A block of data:
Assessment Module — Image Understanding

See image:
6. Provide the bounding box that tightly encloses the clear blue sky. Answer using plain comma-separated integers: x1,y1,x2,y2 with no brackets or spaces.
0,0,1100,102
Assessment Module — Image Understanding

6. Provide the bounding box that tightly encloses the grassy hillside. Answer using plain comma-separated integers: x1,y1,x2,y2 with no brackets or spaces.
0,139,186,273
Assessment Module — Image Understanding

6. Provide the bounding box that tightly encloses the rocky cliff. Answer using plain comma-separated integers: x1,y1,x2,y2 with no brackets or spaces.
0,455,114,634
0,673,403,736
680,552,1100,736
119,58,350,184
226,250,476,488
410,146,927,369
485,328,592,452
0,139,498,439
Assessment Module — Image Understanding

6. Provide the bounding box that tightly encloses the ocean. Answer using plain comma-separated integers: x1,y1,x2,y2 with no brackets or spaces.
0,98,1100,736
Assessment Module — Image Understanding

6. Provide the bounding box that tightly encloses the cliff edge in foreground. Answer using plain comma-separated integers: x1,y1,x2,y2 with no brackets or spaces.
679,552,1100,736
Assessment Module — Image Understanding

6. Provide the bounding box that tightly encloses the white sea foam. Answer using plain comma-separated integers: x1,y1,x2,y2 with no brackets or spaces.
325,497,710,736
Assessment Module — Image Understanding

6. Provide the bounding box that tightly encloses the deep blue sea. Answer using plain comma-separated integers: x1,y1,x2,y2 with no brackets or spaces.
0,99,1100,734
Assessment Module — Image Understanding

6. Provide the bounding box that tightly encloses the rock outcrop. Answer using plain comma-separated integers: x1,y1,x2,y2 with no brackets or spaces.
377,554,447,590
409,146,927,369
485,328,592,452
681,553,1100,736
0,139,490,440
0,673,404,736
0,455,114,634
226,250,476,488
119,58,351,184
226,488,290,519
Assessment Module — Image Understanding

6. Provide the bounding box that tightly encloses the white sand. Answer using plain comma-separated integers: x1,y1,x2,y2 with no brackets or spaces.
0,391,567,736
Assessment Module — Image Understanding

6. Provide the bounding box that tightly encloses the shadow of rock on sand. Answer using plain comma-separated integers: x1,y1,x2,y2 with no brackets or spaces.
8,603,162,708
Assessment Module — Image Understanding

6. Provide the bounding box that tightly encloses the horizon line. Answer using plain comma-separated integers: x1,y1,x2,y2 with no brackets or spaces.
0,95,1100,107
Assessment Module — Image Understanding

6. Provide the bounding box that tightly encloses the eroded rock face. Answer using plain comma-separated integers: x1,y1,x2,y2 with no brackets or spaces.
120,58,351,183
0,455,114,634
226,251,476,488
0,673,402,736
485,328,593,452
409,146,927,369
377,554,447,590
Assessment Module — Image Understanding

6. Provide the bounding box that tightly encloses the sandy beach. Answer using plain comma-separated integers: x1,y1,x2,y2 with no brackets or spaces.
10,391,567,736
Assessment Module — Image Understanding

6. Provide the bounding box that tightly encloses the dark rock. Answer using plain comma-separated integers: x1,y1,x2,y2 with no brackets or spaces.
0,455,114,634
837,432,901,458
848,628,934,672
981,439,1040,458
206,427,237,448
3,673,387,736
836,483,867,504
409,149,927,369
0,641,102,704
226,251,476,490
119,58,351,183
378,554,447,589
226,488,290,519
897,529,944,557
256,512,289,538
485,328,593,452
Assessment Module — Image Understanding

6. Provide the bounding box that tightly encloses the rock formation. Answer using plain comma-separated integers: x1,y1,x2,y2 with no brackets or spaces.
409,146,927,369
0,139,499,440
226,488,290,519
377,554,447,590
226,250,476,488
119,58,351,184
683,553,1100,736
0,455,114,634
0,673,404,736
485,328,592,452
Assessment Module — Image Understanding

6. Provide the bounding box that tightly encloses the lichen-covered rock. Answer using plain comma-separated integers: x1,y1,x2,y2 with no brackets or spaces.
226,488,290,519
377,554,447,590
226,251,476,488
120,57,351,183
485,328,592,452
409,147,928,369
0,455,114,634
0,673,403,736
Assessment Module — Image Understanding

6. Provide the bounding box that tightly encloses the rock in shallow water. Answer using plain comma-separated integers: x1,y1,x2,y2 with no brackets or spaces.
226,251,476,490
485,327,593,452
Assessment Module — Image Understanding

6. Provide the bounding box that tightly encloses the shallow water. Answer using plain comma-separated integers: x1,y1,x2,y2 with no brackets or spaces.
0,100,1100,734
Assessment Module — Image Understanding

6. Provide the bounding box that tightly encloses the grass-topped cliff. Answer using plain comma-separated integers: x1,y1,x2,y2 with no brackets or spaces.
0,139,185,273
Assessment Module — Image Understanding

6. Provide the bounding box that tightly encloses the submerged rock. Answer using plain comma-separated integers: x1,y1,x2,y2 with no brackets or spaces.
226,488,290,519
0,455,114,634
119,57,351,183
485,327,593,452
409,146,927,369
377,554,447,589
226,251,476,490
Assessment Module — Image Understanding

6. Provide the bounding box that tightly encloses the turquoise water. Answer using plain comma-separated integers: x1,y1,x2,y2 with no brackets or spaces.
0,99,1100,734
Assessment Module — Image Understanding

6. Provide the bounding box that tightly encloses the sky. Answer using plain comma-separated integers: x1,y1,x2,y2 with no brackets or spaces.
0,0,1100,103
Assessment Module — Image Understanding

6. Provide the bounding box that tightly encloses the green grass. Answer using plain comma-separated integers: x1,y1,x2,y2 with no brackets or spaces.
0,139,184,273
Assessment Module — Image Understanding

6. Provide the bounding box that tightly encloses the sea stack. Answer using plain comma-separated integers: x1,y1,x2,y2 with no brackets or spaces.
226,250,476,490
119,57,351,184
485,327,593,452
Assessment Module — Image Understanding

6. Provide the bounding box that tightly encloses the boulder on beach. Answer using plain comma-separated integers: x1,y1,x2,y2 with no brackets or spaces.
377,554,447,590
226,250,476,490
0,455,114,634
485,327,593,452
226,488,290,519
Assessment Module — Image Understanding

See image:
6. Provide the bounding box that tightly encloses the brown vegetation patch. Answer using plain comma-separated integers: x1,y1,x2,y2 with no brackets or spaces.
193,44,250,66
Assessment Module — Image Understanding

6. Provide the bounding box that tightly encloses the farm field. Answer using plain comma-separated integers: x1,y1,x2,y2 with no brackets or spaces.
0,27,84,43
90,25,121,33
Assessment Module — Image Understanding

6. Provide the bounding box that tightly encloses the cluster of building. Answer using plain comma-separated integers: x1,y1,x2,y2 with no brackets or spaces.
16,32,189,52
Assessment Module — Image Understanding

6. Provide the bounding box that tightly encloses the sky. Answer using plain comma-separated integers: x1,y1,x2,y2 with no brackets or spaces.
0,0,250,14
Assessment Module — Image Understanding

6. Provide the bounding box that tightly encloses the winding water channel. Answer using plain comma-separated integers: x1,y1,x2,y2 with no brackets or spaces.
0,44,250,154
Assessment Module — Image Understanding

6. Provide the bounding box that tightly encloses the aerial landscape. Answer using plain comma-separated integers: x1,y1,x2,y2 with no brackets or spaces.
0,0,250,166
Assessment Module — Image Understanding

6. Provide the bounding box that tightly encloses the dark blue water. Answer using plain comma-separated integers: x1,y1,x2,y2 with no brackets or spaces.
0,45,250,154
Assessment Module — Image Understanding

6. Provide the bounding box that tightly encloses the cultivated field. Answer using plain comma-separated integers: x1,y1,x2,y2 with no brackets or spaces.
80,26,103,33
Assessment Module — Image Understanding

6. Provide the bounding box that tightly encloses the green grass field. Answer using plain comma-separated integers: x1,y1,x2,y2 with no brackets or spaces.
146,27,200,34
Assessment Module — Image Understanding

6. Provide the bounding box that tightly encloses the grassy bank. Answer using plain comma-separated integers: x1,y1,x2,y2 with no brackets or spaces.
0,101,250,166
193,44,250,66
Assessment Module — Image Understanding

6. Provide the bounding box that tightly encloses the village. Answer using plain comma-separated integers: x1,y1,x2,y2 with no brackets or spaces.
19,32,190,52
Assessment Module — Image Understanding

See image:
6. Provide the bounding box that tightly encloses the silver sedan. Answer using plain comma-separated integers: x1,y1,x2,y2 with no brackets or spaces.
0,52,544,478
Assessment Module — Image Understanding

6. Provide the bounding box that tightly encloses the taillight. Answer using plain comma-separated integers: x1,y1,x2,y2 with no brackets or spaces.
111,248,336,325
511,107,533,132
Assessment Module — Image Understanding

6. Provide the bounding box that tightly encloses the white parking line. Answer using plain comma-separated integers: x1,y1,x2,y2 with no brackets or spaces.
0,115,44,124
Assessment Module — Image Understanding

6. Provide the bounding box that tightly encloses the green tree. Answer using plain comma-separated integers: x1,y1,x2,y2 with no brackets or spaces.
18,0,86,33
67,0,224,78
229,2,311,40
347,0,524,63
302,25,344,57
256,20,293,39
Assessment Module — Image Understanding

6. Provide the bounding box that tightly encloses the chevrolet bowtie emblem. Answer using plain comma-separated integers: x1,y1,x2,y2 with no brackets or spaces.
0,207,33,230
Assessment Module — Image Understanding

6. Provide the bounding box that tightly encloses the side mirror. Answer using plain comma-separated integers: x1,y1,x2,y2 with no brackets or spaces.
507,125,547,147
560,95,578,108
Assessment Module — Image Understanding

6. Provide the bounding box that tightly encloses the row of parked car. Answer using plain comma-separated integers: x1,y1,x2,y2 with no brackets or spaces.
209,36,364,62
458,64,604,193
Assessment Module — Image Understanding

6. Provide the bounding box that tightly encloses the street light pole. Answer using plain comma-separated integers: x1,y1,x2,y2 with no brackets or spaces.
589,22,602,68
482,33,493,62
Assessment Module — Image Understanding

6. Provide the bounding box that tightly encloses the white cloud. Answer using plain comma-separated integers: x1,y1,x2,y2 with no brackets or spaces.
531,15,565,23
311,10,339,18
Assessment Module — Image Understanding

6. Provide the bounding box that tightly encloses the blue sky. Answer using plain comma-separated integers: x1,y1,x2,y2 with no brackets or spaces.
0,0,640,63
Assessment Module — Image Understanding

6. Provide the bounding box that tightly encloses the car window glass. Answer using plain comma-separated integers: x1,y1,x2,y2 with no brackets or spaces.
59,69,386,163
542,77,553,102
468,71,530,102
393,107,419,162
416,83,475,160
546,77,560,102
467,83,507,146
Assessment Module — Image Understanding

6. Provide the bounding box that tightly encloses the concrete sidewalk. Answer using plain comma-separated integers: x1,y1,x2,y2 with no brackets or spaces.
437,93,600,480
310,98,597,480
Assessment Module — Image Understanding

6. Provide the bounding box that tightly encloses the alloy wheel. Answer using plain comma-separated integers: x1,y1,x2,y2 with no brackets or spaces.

AIM:
Format the listing above, from its first line through the line containing "0,0,1100,102", as a JSON list of strings with one string per line and blank lines omitted.

OUTPUT OF THE TASK:
[
  "Assessment Module — Image Understanding",
  "See image:",
  "6. Provide the bounding box that tightly encloses the clear blue sky. Answer using plain comma-separated integers: x1,y1,x2,y2 with no brackets or spaces.",
  "0,0,1100,102"
]